ACTION ITEM> From the material below, list every line containing "blue".

RECORDS PROVIDED>
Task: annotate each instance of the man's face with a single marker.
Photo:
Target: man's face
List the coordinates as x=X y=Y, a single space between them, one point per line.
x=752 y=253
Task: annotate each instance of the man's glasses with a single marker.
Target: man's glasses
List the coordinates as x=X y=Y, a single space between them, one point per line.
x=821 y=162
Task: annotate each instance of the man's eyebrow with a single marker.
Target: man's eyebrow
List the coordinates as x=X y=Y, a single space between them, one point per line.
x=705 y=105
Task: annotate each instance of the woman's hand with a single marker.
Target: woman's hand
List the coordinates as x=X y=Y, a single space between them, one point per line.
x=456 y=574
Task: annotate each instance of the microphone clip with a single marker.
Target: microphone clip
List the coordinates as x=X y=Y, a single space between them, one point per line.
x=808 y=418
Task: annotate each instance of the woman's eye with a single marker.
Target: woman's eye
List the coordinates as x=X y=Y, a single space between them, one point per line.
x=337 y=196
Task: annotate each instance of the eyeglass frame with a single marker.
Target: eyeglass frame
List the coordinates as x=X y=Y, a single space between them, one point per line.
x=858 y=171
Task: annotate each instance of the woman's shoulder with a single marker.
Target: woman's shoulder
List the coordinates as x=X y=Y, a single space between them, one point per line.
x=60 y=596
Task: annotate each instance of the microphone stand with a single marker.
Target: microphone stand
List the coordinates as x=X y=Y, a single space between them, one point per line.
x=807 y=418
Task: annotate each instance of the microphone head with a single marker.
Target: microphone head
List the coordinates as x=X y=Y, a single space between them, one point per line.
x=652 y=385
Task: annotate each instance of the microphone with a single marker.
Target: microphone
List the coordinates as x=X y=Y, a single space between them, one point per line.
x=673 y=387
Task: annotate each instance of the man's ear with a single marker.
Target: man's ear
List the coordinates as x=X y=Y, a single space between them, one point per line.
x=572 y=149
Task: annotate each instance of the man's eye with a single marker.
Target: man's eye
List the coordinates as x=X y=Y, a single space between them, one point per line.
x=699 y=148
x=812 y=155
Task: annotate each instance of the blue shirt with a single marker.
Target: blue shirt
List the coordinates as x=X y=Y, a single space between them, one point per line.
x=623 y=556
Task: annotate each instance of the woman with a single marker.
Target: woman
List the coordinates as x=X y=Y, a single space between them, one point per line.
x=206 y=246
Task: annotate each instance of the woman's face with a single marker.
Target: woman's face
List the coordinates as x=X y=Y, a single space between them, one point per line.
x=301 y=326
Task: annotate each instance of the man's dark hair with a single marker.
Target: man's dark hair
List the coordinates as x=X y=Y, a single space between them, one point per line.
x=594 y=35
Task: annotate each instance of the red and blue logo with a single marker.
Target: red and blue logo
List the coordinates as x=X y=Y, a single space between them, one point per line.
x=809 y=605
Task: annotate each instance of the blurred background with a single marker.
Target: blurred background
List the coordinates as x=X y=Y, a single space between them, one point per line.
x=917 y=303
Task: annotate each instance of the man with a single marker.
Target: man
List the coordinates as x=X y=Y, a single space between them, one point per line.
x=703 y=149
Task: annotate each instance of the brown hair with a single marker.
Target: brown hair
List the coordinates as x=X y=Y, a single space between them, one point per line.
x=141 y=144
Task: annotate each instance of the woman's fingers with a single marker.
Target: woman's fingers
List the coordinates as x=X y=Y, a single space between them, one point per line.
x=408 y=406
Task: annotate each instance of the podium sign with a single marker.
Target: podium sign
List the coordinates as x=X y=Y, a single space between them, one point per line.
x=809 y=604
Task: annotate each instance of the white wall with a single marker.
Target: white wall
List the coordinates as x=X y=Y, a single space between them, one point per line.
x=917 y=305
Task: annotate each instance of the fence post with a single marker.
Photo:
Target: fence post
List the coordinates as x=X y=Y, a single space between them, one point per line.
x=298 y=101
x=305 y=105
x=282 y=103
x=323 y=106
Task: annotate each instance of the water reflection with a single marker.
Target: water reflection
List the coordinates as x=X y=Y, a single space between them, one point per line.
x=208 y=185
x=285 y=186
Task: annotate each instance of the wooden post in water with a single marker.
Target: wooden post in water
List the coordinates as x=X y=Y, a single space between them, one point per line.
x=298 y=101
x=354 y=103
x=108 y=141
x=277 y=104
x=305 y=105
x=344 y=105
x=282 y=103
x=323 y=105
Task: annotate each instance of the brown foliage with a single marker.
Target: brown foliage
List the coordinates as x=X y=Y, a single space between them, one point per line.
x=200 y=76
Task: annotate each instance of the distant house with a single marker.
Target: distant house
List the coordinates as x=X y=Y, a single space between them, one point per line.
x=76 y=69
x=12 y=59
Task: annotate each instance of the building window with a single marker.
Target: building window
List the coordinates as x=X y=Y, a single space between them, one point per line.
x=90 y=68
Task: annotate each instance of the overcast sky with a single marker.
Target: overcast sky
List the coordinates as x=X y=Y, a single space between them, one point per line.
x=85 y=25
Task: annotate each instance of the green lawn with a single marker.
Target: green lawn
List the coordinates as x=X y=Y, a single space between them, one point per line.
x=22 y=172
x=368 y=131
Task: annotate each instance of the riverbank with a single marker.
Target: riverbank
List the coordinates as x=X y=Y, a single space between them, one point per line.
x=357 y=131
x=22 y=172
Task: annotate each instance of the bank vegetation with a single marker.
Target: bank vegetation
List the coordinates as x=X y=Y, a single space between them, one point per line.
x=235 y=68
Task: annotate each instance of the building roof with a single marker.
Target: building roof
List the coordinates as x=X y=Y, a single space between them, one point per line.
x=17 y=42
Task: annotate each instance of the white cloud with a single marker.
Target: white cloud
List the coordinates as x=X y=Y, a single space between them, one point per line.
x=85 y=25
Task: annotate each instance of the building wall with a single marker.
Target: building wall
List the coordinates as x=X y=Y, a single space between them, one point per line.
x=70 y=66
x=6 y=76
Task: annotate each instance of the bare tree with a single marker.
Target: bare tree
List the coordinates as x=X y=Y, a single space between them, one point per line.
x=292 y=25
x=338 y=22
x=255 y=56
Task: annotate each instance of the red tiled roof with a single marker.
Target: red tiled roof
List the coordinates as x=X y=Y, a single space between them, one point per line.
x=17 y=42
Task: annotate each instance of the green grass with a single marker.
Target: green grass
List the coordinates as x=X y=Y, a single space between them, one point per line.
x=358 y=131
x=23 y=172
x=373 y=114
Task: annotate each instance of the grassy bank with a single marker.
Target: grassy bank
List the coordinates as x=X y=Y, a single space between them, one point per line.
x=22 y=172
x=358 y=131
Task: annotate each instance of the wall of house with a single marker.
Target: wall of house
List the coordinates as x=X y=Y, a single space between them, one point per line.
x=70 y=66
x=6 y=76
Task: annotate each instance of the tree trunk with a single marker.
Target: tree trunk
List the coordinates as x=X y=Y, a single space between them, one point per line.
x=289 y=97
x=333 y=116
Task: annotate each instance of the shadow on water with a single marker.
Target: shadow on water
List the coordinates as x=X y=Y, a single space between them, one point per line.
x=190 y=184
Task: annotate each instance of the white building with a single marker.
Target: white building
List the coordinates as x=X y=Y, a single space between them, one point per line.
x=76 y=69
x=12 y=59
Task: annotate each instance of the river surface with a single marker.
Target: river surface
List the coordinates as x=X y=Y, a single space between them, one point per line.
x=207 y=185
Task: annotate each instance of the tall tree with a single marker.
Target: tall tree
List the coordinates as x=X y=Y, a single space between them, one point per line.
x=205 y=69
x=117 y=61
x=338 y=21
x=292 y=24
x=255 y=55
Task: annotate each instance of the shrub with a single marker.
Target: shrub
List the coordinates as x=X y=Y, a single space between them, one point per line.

ANSWER TO THIS PROBLEM>
Task: annotate each instance of the blue shirt with a single marker.
Target: blue shirt
Task: annotate each instance of the red and blue logo with a single marker.
Target: red and blue logo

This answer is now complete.